(Rows from an object pointing dataset)
--*--
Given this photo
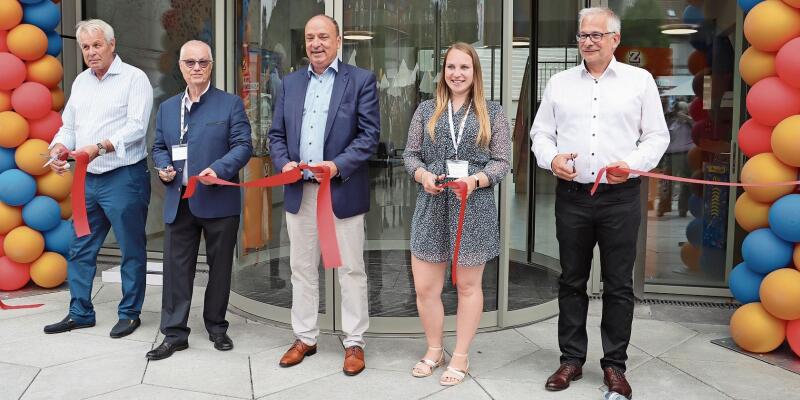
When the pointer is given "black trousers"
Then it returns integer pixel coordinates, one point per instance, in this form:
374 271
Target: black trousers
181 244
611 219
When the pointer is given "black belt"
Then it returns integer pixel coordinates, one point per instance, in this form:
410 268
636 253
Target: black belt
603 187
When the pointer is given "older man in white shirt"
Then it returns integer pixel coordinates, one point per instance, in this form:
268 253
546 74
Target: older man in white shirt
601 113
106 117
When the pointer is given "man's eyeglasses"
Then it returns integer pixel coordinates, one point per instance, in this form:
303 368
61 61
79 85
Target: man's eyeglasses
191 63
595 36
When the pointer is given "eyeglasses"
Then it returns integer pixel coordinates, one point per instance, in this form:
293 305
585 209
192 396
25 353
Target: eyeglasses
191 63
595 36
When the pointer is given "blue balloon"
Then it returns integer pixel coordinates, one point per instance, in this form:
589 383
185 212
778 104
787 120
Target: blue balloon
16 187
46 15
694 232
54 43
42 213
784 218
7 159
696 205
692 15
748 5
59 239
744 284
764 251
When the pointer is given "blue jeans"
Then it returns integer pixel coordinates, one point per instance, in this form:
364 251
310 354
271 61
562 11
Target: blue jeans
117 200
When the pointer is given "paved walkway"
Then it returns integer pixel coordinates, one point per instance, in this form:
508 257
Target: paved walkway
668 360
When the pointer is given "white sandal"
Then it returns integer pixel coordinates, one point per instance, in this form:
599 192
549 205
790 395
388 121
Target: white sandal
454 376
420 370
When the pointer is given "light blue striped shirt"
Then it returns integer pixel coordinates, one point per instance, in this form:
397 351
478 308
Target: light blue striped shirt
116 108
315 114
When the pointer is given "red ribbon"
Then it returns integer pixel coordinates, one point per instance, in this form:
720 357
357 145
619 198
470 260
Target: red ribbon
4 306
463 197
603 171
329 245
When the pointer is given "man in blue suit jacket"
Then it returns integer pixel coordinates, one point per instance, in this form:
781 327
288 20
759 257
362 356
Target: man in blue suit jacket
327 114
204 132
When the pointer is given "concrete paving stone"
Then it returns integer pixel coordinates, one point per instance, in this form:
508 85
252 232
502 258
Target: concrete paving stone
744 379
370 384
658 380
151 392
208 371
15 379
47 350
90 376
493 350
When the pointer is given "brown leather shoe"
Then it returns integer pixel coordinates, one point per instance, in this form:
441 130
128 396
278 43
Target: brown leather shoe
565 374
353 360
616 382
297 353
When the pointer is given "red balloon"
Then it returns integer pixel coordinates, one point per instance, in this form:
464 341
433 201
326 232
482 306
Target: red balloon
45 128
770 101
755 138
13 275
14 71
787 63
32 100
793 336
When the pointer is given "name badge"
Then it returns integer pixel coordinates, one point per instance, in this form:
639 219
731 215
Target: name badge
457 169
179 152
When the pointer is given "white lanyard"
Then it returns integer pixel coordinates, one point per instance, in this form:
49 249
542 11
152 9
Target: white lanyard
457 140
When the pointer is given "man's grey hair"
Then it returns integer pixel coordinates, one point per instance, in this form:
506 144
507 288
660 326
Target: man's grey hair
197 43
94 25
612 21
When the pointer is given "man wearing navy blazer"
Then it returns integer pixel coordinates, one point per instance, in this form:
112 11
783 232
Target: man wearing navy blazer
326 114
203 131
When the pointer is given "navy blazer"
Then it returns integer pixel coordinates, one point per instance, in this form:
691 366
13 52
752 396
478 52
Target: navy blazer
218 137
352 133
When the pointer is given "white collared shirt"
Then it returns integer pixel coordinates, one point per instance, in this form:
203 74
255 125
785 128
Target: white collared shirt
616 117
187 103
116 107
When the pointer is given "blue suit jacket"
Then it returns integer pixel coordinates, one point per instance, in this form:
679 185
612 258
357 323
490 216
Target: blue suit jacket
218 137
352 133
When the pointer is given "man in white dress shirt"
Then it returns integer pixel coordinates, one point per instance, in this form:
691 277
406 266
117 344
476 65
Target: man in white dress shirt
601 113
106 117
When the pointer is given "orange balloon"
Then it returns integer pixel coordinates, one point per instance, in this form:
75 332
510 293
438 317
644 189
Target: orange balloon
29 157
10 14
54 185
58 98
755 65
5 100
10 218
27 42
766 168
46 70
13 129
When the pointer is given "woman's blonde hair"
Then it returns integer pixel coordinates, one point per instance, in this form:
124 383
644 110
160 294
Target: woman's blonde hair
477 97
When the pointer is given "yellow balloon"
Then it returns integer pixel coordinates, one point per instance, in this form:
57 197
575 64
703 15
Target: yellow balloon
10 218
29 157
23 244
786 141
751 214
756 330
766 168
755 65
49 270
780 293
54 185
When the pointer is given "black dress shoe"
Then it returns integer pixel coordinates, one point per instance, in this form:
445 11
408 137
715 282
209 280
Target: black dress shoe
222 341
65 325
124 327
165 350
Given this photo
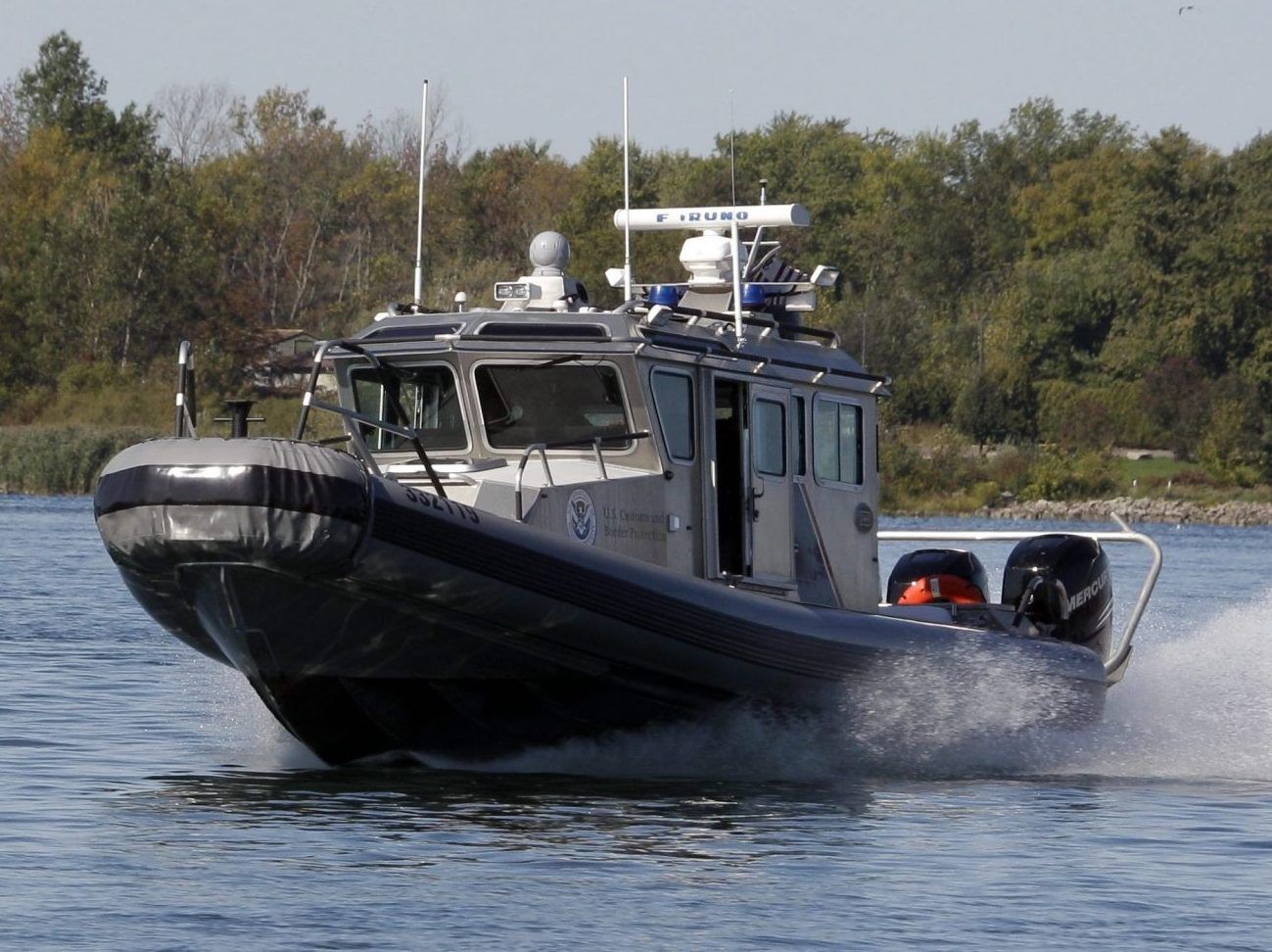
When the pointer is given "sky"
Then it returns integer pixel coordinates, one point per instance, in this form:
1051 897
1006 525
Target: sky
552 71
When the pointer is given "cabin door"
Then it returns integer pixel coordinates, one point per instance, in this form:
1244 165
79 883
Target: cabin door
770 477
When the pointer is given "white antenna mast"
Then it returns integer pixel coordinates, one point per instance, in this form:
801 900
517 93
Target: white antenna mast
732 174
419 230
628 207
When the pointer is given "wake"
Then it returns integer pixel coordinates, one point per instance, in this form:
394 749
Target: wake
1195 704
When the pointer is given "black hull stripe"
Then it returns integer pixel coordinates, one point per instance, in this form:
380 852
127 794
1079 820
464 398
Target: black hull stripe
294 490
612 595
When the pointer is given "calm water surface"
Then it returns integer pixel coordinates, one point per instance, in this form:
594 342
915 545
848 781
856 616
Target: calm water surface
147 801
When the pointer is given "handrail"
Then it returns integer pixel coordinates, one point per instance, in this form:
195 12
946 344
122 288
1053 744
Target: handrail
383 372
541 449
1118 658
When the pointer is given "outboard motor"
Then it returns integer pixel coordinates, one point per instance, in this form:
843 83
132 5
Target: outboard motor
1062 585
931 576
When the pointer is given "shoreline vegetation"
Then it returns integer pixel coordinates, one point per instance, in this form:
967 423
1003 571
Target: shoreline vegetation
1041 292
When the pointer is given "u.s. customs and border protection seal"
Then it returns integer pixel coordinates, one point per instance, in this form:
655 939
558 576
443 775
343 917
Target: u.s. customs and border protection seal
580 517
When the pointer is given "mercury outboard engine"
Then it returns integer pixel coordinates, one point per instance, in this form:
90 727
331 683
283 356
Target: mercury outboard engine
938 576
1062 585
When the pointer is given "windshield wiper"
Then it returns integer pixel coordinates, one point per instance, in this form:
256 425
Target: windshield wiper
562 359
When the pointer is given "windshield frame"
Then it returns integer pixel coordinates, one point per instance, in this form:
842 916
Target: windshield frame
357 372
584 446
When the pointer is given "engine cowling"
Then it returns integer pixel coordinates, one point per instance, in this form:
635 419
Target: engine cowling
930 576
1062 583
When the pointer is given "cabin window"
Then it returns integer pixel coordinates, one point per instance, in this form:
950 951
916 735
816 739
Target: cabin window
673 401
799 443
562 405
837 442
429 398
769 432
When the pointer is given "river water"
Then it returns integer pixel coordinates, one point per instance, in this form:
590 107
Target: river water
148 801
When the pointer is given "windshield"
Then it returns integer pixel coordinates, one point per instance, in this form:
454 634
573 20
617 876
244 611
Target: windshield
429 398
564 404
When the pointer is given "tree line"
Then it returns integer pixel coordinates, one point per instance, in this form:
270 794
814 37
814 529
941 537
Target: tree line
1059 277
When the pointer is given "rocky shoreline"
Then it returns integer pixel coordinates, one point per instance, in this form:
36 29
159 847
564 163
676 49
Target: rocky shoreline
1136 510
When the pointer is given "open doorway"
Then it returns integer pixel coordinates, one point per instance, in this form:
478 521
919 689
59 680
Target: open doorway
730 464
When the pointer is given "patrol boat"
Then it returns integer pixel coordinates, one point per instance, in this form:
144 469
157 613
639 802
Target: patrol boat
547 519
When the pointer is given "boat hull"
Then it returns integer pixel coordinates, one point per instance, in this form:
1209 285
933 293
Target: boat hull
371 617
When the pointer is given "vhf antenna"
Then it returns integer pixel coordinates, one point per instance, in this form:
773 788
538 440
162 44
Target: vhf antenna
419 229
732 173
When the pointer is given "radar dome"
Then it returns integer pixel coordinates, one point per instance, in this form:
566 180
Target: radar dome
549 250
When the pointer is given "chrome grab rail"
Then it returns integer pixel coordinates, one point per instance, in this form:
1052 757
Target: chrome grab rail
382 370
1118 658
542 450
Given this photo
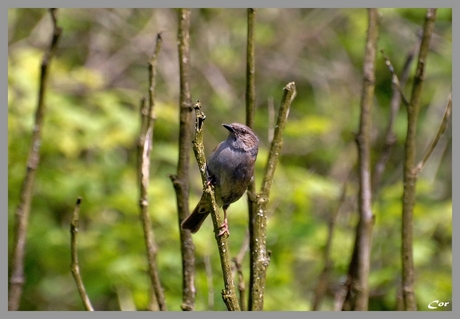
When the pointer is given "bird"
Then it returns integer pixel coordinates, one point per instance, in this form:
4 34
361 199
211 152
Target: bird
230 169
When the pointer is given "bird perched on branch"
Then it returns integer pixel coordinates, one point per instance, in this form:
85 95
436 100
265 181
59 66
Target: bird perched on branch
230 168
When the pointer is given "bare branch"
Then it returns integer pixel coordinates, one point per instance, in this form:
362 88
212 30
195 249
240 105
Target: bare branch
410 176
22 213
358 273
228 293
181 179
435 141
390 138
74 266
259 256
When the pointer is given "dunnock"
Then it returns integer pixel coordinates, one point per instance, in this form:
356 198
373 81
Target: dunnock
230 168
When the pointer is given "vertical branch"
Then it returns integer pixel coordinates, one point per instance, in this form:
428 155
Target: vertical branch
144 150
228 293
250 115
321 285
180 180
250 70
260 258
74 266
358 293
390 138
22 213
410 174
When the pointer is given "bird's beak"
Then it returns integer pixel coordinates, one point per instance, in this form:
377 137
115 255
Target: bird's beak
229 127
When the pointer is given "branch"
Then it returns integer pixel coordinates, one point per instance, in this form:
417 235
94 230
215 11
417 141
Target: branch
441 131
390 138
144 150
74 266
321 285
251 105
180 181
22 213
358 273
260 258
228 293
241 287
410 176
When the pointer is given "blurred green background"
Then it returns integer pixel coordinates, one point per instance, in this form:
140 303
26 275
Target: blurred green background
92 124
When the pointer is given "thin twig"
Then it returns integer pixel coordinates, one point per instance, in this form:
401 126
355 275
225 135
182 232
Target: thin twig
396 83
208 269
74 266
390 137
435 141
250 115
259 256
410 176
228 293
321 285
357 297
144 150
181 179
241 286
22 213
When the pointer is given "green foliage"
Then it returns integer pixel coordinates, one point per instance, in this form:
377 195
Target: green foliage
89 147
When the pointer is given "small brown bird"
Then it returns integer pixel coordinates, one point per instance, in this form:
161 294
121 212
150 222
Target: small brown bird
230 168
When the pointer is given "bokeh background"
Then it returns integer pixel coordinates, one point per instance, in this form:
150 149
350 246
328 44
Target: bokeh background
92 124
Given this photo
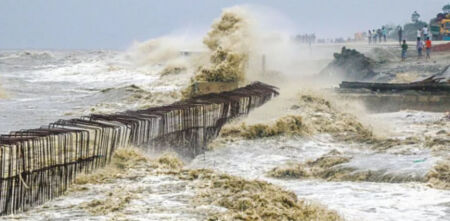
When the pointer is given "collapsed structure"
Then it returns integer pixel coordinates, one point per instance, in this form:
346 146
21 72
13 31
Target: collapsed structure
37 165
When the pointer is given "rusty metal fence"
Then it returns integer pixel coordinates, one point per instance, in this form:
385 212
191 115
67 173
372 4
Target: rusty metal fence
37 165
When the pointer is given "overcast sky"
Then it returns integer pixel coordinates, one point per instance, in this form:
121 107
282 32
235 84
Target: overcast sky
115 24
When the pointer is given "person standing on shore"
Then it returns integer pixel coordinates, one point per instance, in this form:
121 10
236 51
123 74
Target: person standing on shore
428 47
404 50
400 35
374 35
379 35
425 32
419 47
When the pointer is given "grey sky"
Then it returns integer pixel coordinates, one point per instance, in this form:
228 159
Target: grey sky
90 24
--*--
-- EXERCISE BRIEF --
Identify every line in the listing above that contains the word "engine", and copy each one in full.

-- ANSWER IN FULL --
When the pointer is given "mercury outboard engine"
Target: mercury outboard engine
When the pointer is given "engine cowling"
Target: engine cowling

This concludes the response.